• Exercise aim
List every line in the material below that contains the word "railing", and copy each of those lines in full.

• Records for this exercise
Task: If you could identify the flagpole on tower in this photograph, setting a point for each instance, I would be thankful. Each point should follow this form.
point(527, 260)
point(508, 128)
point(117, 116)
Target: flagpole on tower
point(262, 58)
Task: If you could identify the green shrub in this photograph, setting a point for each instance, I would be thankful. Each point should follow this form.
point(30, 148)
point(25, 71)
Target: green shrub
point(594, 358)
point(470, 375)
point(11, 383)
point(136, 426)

--

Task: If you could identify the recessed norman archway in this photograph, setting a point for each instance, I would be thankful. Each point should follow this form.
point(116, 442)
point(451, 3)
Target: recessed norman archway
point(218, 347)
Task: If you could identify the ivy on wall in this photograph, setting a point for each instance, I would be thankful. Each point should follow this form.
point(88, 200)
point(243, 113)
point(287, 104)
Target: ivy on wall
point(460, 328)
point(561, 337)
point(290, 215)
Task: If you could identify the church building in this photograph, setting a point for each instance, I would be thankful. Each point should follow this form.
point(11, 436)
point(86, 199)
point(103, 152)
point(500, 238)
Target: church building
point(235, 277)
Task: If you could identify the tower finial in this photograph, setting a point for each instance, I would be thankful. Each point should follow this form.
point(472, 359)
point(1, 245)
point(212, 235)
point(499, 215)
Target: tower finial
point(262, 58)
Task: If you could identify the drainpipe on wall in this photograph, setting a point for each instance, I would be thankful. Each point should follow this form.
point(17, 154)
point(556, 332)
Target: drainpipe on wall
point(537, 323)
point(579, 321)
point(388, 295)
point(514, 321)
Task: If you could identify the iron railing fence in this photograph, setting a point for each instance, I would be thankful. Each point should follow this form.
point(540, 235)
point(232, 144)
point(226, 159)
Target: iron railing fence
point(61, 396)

• Exercise output
Task: If you could identify the iron railing fence in this photograph, setting a point for each instance, I would be thankful. Each point should follow this form.
Target: iron railing fence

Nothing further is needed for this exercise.